Below is a block of records; return all of them exactly, but without the images.

Dataset records about object locations
....

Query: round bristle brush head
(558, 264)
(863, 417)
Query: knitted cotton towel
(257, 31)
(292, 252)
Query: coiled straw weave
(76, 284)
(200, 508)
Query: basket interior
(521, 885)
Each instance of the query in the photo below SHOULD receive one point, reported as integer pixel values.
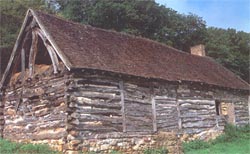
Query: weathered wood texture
(1, 115)
(85, 106)
(36, 110)
(138, 108)
(241, 113)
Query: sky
(217, 13)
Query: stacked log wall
(1, 115)
(35, 111)
(241, 105)
(197, 110)
(88, 111)
(109, 113)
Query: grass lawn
(235, 140)
(7, 147)
(239, 146)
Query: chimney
(198, 50)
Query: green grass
(235, 140)
(7, 147)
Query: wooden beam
(179, 114)
(154, 114)
(32, 55)
(121, 87)
(53, 43)
(23, 64)
(14, 51)
(50, 49)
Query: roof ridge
(119, 33)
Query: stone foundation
(130, 145)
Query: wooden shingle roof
(83, 46)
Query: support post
(154, 114)
(33, 52)
(121, 87)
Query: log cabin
(81, 88)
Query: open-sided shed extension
(80, 88)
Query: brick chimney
(198, 50)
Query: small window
(217, 107)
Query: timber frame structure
(80, 88)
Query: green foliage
(15, 148)
(231, 49)
(194, 145)
(156, 151)
(12, 13)
(142, 18)
(231, 136)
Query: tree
(12, 13)
(231, 49)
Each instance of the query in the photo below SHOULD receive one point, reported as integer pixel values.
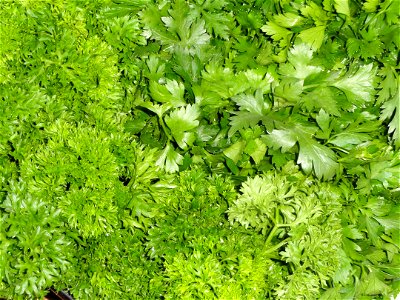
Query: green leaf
(313, 36)
(169, 159)
(252, 109)
(234, 152)
(357, 85)
(342, 7)
(172, 92)
(256, 149)
(182, 122)
(373, 285)
(312, 155)
(300, 66)
(391, 111)
(276, 32)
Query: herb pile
(203, 149)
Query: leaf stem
(162, 124)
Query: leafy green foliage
(199, 149)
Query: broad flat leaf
(312, 155)
(181, 122)
(217, 24)
(315, 156)
(275, 31)
(234, 152)
(251, 110)
(342, 7)
(299, 66)
(358, 85)
(284, 139)
(371, 5)
(169, 159)
(288, 20)
(322, 97)
(313, 36)
(172, 92)
(390, 222)
(373, 285)
(391, 111)
(256, 149)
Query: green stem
(277, 246)
(161, 121)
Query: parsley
(200, 149)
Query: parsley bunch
(202, 149)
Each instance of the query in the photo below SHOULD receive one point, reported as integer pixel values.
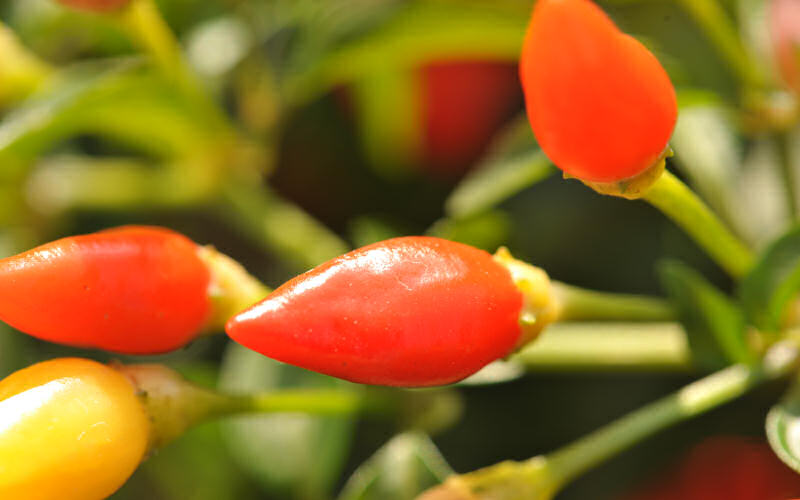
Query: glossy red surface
(131, 290)
(600, 104)
(415, 311)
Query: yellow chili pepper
(70, 429)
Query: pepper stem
(688, 211)
(232, 288)
(579, 304)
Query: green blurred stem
(541, 477)
(578, 304)
(717, 25)
(608, 346)
(318, 402)
(688, 211)
(278, 225)
(696, 398)
(143, 22)
(21, 71)
(784, 144)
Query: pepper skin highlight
(70, 429)
(413, 311)
(600, 104)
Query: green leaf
(708, 152)
(294, 455)
(783, 428)
(402, 469)
(715, 325)
(514, 163)
(773, 282)
(366, 230)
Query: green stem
(784, 144)
(278, 225)
(696, 398)
(144, 24)
(315, 401)
(541, 477)
(686, 209)
(608, 346)
(578, 304)
(717, 25)
(21, 71)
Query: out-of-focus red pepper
(730, 468)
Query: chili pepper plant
(315, 250)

....

[WORKED ANSWER]:
Query: round bristle brush head
(558, 264)
(863, 417)
Query: knitted cotton towel
(257, 31)
(292, 252)
Query: coiled straw weave
(76, 284)
(200, 508)
Query: basket interior
(521, 885)
Each instance of the query in the photo below SHOULD receive one point, reported as integer pixel values.
Query: weathered wood texture
(1, 115)
(85, 106)
(36, 110)
(138, 108)
(241, 113)
Query: sky
(217, 13)
Query: stacked log wall
(1, 115)
(35, 111)
(241, 105)
(197, 110)
(88, 111)
(109, 113)
Query: grass lawn
(235, 140)
(7, 147)
(239, 146)
Query: chimney
(198, 50)
Query: green grass
(235, 140)
(7, 147)
Query: wooden beam
(179, 114)
(154, 114)
(32, 55)
(121, 87)
(53, 43)
(23, 64)
(14, 51)
(50, 49)
Query: roof ridge
(119, 33)
Query: stone foundation
(130, 145)
Query: wooden shingle roof
(83, 46)
Query: support post
(154, 114)
(33, 52)
(121, 87)
Query: log cabin
(81, 88)
Query: open-sided shed extension
(80, 88)
Query: brick chimney
(198, 50)
Query: small window
(217, 107)
Query: timber frame structure
(80, 88)
Query: green foliage
(15, 148)
(231, 49)
(194, 145)
(156, 151)
(12, 13)
(142, 18)
(231, 136)
Query: tree
(12, 13)
(231, 49)
Each instance of the query in the photo below SHOULD receive one point, reported as integer pixel values.
Query: green leaf
(313, 36)
(169, 159)
(252, 109)
(234, 152)
(357, 85)
(342, 7)
(172, 92)
(256, 149)
(182, 122)
(373, 285)
(312, 155)
(300, 66)
(391, 111)
(276, 32)
Query: herb pile
(203, 149)
Query: leaf stem
(162, 124)
Query: leafy green foliage
(199, 149)
Query: broad flat leaf
(312, 155)
(181, 122)
(217, 24)
(315, 156)
(275, 31)
(234, 152)
(251, 110)
(342, 7)
(299, 66)
(358, 85)
(284, 139)
(371, 5)
(169, 159)
(288, 20)
(322, 97)
(313, 36)
(172, 92)
(390, 222)
(373, 285)
(391, 111)
(256, 149)
Query: green stem
(277, 246)
(161, 121)
Query: parsley
(200, 149)
Query: parsley bunch
(202, 149)
Each instance of the query in the photo below SHOULD receive one point, reported as integer pixel values.
Query: glossy red surface
(131, 290)
(600, 104)
(415, 311)
Query: yellow chili pepper
(70, 429)
Query: pepper stem
(688, 211)
(232, 288)
(579, 304)
Query: green blurred stem
(541, 477)
(578, 304)
(717, 25)
(608, 346)
(318, 402)
(688, 211)
(278, 225)
(696, 398)
(143, 22)
(21, 71)
(784, 144)
Query: pepper skin highlight
(70, 429)
(413, 311)
(600, 104)
Query: green leaf
(708, 152)
(294, 455)
(783, 428)
(402, 469)
(715, 325)
(514, 163)
(773, 282)
(366, 230)
Query: green stem
(784, 144)
(278, 225)
(696, 398)
(144, 24)
(315, 401)
(541, 477)
(686, 209)
(608, 346)
(578, 304)
(717, 25)
(21, 71)
Query: out-of-focus red pepper
(730, 468)
Query: chili pepper plant
(315, 250)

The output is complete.